What the task asks
Write out precisely the lines beginning with the line that contains "Indicate the red engine" and ending with the last line of the entries, and no other lines.

Given data
%%
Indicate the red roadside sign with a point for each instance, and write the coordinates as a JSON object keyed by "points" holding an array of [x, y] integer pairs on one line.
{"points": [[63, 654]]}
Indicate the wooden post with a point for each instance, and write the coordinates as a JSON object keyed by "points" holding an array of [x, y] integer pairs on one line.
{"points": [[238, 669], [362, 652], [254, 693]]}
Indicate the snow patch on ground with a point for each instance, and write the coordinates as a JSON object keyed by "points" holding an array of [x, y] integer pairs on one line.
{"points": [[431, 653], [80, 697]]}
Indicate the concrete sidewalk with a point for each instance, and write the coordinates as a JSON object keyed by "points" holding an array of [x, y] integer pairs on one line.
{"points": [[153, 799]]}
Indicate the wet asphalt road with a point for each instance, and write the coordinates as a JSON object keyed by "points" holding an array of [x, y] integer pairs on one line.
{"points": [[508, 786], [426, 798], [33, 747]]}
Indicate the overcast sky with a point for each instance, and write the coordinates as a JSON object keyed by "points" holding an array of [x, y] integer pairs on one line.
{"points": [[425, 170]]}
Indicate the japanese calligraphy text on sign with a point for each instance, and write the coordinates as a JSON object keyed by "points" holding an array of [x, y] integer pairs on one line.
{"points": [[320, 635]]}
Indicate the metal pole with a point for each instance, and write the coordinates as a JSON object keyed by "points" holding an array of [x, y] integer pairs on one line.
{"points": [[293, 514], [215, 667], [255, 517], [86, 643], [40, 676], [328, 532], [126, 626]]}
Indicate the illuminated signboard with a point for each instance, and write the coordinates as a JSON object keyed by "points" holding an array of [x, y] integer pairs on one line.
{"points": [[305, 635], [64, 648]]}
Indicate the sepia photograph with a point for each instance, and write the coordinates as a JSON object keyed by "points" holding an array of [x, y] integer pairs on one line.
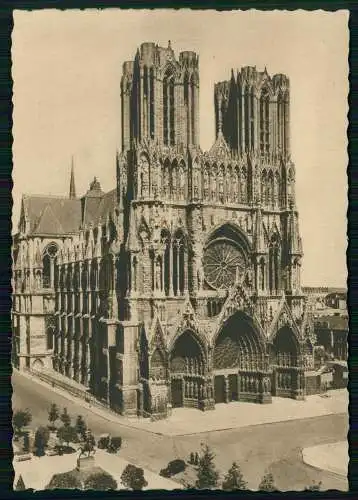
{"points": [[179, 310]]}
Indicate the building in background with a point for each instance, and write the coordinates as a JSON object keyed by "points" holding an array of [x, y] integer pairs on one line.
{"points": [[181, 286]]}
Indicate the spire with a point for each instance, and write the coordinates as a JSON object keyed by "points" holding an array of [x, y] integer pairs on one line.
{"points": [[72, 182]]}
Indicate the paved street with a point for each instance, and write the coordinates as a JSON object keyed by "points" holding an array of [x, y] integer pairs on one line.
{"points": [[271, 446]]}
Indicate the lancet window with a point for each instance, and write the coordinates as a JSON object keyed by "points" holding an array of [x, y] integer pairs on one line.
{"points": [[168, 109], [274, 264], [48, 264]]}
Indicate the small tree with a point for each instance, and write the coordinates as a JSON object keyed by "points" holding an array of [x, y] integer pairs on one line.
{"points": [[64, 481], [65, 418], [20, 419], [53, 415], [115, 444], [101, 481], [67, 435], [42, 436], [26, 443], [20, 485], [314, 486], [267, 483], [207, 473], [234, 479], [133, 478], [88, 443], [81, 426]]}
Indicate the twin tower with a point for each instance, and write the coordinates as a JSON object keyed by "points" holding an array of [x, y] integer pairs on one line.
{"points": [[160, 101]]}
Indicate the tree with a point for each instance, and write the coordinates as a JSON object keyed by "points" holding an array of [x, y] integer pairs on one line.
{"points": [[26, 443], [20, 419], [20, 485], [100, 481], [65, 418], [53, 415], [207, 473], [234, 479], [42, 436], [133, 478], [114, 444], [81, 426], [88, 443], [267, 483], [314, 486], [65, 480], [67, 434]]}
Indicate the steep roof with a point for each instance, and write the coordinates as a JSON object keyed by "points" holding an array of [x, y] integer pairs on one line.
{"points": [[57, 215], [52, 214], [332, 322]]}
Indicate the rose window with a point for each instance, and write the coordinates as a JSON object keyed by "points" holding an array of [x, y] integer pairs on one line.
{"points": [[223, 261]]}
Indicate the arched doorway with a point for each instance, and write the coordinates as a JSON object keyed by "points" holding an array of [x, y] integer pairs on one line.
{"points": [[284, 359], [238, 361], [186, 367]]}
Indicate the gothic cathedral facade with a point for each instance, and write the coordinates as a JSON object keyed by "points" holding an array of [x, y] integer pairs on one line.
{"points": [[181, 286]]}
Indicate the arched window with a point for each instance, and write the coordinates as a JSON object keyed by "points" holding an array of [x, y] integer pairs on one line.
{"points": [[270, 190], [179, 263], [264, 122], [48, 264], [262, 274], [263, 187], [192, 111], [247, 118], [274, 264], [165, 239], [168, 108]]}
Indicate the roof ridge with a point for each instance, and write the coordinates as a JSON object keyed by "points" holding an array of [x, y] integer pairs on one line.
{"points": [[46, 209]]}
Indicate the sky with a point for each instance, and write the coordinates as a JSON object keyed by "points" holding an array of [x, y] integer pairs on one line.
{"points": [[67, 68]]}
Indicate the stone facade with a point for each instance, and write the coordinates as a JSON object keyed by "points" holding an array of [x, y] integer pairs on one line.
{"points": [[181, 287]]}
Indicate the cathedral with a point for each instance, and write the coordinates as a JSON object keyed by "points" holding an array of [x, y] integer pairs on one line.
{"points": [[181, 286]]}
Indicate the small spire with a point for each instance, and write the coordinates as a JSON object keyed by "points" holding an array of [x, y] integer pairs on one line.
{"points": [[72, 181]]}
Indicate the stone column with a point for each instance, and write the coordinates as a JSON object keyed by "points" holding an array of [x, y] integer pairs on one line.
{"points": [[185, 270], [178, 268], [171, 268]]}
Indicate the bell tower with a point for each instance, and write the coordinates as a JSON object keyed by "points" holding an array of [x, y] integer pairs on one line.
{"points": [[160, 97]]}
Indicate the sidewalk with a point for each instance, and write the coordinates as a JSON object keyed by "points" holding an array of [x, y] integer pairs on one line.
{"points": [[38, 472], [186, 421], [332, 457]]}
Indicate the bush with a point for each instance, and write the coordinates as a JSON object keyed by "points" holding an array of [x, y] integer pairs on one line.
{"points": [[81, 427], [173, 467], [234, 479], [67, 434], [101, 481], [20, 419], [61, 449], [53, 416], [103, 442], [26, 444], [65, 418], [133, 478], [207, 473], [42, 436], [20, 485], [64, 481], [115, 444], [267, 483]]}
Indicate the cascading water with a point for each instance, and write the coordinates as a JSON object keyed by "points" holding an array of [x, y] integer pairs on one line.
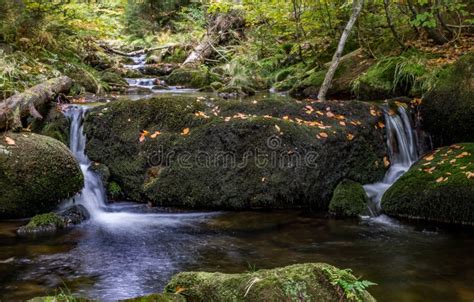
{"points": [[402, 145]]}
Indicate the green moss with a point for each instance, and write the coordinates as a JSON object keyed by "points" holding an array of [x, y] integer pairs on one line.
{"points": [[45, 220], [349, 199], [221, 129], [195, 78], [400, 75], [166, 297], [35, 175], [114, 190], [448, 108], [307, 282], [439, 187]]}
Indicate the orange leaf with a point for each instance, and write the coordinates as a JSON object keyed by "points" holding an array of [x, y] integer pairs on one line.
{"points": [[10, 141], [185, 131]]}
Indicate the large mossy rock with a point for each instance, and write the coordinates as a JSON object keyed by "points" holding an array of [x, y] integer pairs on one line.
{"points": [[448, 109], [349, 199], [236, 154], [440, 187], [36, 173], [301, 282]]}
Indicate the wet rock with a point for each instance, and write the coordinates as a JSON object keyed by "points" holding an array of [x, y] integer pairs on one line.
{"points": [[448, 109], [349, 199], [310, 161], [440, 187], [190, 77], [36, 173], [158, 69], [300, 282]]}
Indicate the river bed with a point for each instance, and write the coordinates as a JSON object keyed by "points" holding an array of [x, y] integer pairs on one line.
{"points": [[410, 262]]}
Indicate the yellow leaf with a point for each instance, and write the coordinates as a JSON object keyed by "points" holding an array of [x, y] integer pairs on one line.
{"points": [[185, 131], [10, 141], [386, 162], [154, 135]]}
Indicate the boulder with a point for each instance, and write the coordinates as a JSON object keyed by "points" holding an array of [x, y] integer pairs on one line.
{"points": [[349, 199], [440, 187], [191, 77], [235, 154], [300, 282], [447, 110], [36, 173]]}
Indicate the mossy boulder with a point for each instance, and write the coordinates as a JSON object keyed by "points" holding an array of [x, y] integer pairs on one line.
{"points": [[349, 199], [235, 154], [350, 67], [448, 109], [392, 77], [189, 77], [440, 187], [36, 173], [301, 282]]}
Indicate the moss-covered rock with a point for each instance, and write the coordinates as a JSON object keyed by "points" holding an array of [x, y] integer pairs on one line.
{"points": [[440, 187], [448, 109], [301, 282], [166, 297], [349, 199], [350, 67], [235, 154], [36, 173], [391, 77], [189, 77], [44, 223]]}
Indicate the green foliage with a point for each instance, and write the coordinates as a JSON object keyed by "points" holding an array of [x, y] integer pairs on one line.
{"points": [[351, 287]]}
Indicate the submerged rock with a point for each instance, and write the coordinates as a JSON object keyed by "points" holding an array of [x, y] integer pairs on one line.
{"points": [[300, 282], [448, 109], [349, 199], [36, 173], [235, 154], [440, 187], [191, 77]]}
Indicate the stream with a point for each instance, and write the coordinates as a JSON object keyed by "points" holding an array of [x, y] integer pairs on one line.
{"points": [[127, 250]]}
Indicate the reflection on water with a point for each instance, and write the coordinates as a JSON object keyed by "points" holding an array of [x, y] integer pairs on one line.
{"points": [[410, 262]]}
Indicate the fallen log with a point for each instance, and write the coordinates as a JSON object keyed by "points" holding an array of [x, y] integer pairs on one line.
{"points": [[137, 52], [24, 104], [219, 33]]}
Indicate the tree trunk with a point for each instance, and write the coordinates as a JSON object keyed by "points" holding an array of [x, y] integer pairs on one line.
{"points": [[24, 104], [219, 32], [356, 9]]}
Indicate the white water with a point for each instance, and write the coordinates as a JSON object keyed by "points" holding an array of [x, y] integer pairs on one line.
{"points": [[93, 196], [403, 153]]}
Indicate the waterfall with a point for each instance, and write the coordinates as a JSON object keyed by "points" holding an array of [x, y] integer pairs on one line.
{"points": [[92, 196], [402, 145]]}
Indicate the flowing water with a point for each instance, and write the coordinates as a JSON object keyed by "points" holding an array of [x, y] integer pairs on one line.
{"points": [[402, 146], [126, 250]]}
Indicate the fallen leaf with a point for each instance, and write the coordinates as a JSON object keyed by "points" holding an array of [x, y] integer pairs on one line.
{"points": [[154, 135], [185, 131], [10, 141], [386, 162]]}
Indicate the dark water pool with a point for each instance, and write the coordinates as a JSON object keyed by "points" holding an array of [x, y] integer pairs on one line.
{"points": [[127, 257]]}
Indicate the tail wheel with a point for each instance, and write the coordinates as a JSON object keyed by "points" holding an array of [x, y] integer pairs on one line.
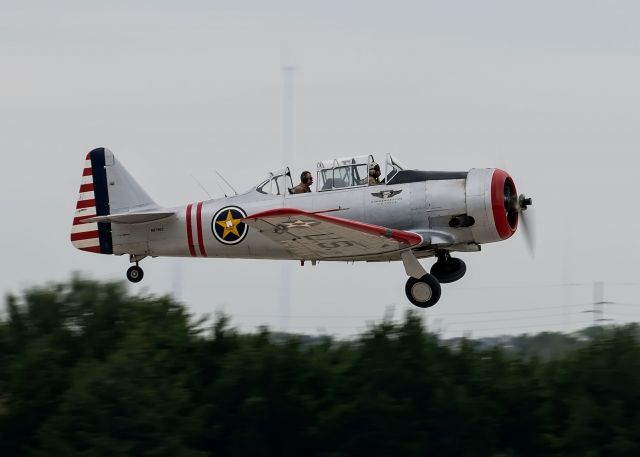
{"points": [[135, 274], [424, 292]]}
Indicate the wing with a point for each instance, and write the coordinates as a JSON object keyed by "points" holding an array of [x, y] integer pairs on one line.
{"points": [[315, 236]]}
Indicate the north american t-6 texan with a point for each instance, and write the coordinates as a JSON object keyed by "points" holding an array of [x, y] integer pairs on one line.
{"points": [[399, 215]]}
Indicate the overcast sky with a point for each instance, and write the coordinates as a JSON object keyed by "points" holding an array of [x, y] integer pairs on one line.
{"points": [[548, 90]]}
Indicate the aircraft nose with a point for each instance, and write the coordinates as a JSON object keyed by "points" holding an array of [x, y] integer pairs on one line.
{"points": [[504, 203]]}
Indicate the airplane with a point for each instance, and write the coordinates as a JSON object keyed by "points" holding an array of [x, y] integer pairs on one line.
{"points": [[404, 215]]}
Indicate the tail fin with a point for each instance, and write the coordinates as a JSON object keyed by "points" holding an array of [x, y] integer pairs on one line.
{"points": [[106, 188]]}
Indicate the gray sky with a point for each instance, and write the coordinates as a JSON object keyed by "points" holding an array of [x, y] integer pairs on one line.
{"points": [[547, 90]]}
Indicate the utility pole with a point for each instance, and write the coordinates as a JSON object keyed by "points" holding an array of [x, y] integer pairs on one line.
{"points": [[287, 158], [598, 304]]}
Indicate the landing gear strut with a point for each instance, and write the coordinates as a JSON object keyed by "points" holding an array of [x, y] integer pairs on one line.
{"points": [[448, 269], [135, 273], [422, 289]]}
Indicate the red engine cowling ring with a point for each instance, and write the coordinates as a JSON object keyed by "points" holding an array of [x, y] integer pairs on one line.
{"points": [[504, 200]]}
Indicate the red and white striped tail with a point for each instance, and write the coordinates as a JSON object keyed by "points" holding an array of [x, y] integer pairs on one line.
{"points": [[92, 201]]}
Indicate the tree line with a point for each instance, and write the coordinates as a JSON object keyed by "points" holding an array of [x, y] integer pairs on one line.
{"points": [[88, 369]]}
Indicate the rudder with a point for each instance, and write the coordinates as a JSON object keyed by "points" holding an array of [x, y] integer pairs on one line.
{"points": [[93, 201]]}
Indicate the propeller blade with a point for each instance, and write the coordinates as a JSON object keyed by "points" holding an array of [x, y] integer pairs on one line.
{"points": [[527, 219]]}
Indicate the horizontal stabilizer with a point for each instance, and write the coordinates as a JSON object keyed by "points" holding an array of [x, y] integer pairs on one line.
{"points": [[131, 218]]}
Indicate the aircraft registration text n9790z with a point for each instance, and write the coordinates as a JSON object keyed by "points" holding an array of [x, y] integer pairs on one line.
{"points": [[359, 211]]}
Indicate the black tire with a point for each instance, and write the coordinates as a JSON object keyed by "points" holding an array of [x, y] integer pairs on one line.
{"points": [[135, 274], [424, 292], [449, 271]]}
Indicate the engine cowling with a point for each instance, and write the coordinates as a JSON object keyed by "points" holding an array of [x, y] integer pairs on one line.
{"points": [[492, 200]]}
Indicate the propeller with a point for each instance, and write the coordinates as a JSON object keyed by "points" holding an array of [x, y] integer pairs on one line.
%%
Full solution
Indicate the red engine cowling ring with a point for each instance, and write the coordinates as a JSON object keyed by "points" holding an array of [x, y] integer pairs on one line.
{"points": [[504, 200]]}
Indicate the red and white striped tail with a point for each instance, and write the coordinates as a JSON object keyed by "points" holding an array of [x, y] integer pairs on one line.
{"points": [[92, 201]]}
Indicate the tree line with a point for each instance, and write the coordinates as a JSON object keyed by "points" holding an array of [x, y] integer pairs on one line.
{"points": [[88, 369]]}
Indicate the rudder with a point for each instance, and write the coordinates as a JSON object keyed by "points" holding an array of [x, y] integer pairs on one line.
{"points": [[93, 201]]}
Indicate the propeller blade with a point for each instance, and write the coordinates as a JSON object keyed by "points" holding an array of [x, y] integer pairs on one line.
{"points": [[527, 219]]}
Indicate the horizontal stabilizer with a point for each instance, and write the coordinates as a JSON object keyed by "points" holding an array of [x, y] integer pairs on one line.
{"points": [[131, 218]]}
Indicate the aircraft registration text n9790z with a point for each instance, and write the coordinates as a JSON object keyed by "points" holding an array of [x, y] integer pairs on one line.
{"points": [[359, 211]]}
Indicate the black tire with a point for each instance, and write the coordinates as a JSON object keyed by "points" holding an array of [x, y] integer pairs on one line.
{"points": [[135, 274], [424, 292], [449, 271]]}
Indicate the engine cowling with a point for each instance, and write the coordinates as a JSON object keyed by "points" holding an array of [x, y] integer pairs on one line.
{"points": [[492, 200]]}
Indicate the propeller with a point for each instance, and write the coordinates as a JSON object keyed by "points" holding an array of [x, y] integer pairs on one line.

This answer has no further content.